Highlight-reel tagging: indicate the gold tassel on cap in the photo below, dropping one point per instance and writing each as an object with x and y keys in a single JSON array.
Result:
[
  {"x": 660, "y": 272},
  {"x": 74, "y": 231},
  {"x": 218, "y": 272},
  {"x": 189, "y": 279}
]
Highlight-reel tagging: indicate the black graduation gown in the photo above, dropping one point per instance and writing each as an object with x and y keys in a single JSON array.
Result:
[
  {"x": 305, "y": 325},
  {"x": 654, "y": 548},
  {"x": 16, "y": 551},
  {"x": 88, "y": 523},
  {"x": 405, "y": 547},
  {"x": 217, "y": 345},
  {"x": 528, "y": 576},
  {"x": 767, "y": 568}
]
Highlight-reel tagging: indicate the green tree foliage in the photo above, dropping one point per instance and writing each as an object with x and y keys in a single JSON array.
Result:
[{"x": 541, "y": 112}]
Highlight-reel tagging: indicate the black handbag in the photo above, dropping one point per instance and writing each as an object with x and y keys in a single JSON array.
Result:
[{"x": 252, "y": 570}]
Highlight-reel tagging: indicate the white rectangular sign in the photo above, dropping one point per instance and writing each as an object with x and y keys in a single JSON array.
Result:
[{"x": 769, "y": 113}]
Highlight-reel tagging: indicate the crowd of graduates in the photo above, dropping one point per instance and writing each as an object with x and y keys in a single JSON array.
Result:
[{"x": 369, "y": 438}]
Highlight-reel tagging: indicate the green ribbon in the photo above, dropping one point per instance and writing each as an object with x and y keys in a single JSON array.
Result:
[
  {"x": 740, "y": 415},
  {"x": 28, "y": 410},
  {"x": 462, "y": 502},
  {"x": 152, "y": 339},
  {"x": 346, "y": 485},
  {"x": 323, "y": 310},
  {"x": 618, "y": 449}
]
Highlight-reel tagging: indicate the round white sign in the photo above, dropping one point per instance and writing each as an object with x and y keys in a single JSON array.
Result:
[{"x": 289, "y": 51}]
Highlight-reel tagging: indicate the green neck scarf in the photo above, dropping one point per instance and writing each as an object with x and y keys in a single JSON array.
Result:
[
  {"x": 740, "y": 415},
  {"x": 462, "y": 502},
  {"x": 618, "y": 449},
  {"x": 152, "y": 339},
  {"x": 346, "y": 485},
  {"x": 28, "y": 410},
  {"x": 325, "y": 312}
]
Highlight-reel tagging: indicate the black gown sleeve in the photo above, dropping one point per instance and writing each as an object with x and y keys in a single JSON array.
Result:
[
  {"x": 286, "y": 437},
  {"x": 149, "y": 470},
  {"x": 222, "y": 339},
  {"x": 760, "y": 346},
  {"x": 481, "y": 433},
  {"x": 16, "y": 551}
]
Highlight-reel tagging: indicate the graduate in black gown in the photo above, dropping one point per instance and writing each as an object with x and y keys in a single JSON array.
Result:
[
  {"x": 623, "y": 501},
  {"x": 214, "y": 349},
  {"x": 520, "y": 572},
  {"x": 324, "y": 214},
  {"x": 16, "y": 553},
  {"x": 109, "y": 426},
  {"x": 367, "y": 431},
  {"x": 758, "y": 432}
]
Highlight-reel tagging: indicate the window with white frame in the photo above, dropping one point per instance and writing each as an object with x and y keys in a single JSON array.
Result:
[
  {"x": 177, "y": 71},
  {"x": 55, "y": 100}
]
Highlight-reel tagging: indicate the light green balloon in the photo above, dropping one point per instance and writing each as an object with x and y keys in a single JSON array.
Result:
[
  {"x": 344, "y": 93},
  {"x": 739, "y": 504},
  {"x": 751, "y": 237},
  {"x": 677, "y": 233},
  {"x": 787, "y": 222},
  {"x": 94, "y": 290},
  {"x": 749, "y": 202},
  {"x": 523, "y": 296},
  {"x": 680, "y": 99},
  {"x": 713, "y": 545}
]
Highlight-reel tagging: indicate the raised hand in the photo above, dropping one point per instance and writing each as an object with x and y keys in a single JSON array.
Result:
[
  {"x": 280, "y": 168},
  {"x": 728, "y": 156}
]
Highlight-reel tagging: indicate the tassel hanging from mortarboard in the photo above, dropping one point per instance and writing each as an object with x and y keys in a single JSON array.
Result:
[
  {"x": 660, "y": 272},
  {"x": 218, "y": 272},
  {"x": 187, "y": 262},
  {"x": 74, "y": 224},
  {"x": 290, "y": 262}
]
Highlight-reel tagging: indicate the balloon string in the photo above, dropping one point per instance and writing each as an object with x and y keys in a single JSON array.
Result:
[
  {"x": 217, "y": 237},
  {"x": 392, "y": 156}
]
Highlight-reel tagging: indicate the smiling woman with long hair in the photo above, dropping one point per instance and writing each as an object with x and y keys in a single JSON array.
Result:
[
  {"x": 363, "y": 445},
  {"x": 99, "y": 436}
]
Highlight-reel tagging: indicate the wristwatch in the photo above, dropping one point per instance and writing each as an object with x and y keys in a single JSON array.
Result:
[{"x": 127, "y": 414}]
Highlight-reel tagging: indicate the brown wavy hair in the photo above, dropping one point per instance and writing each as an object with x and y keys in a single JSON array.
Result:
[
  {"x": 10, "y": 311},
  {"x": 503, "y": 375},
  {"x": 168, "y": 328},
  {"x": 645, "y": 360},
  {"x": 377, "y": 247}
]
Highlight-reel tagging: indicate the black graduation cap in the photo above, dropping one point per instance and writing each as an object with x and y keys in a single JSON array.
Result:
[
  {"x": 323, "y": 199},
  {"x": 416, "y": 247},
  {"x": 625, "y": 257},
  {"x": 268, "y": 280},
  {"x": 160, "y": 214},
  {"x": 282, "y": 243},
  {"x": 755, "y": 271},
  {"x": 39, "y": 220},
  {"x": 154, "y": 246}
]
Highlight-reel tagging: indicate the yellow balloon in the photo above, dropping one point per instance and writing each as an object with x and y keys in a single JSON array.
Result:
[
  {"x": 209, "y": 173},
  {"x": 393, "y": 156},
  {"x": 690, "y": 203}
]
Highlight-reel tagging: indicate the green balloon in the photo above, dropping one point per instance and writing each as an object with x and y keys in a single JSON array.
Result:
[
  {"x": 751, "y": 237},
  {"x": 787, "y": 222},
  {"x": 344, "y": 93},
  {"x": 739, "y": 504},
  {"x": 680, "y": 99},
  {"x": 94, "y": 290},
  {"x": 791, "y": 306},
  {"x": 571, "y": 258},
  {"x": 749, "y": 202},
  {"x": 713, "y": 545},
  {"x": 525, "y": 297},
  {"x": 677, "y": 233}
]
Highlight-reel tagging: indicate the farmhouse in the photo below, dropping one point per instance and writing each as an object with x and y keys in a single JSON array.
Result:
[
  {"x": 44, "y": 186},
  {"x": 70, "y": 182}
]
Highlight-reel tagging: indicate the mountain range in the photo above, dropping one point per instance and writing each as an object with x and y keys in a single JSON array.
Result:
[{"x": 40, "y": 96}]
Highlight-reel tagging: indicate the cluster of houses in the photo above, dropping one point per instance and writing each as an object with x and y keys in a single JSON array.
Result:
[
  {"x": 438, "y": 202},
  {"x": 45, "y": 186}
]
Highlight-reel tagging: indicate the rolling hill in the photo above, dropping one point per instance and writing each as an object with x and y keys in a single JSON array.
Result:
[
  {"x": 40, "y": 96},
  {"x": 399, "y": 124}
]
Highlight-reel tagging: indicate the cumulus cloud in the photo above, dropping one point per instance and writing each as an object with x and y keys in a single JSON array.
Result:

● ● ● ● ●

- **Work to be completed**
From the start of the data to the line that holds "Highlight-reel tagging: indicate the green ribbon", retype each line exactly, with both ends included.

- **Solution to this exercise**
Highlight-reel tagging: indicate the gold tassel on cap in the photo below, dropping one point per instance and writing each as an object with x and y keys in a single JSON array.
Result:
[
  {"x": 660, "y": 272},
  {"x": 74, "y": 231},
  {"x": 218, "y": 272},
  {"x": 189, "y": 279}
]
Highlight-reel tagging: indicate the black graduation gown in the photo above, dropping one point per instance and writing each as an object with x and y keys in a single JSON array.
Result:
[
  {"x": 305, "y": 325},
  {"x": 654, "y": 548},
  {"x": 16, "y": 551},
  {"x": 88, "y": 523},
  {"x": 405, "y": 547},
  {"x": 217, "y": 345},
  {"x": 528, "y": 576},
  {"x": 767, "y": 568}
]
Highlight-reel tagging: indicate the green tree foliage in the photo above, dropping one point per instance and writing each as an object with x and y keys in a single JSON array.
Result:
[{"x": 541, "y": 112}]
Highlight-reel tagging: indicate the black handbag in the photo above, dropping one point per instance and writing each as an object with x and y keys in a single JSON array.
Result:
[{"x": 252, "y": 570}]
Highlight-reel tagging: indicate the white rectangular sign in the photo above, dropping one point per instance and writing each as an object with x and y keys in a single JSON array.
Result:
[{"x": 769, "y": 113}]
Highlight-reel tagging: indicate the crowd of graduates in the photo above, dropping one point per instance and writing each as an object with x and y keys in a single JSON array.
Result:
[{"x": 369, "y": 438}]
Highlight-reel tagging: indicate the green ribbon in the photo above, dropping one point per instance and writing each as an object with x and y keys in a single JSON array.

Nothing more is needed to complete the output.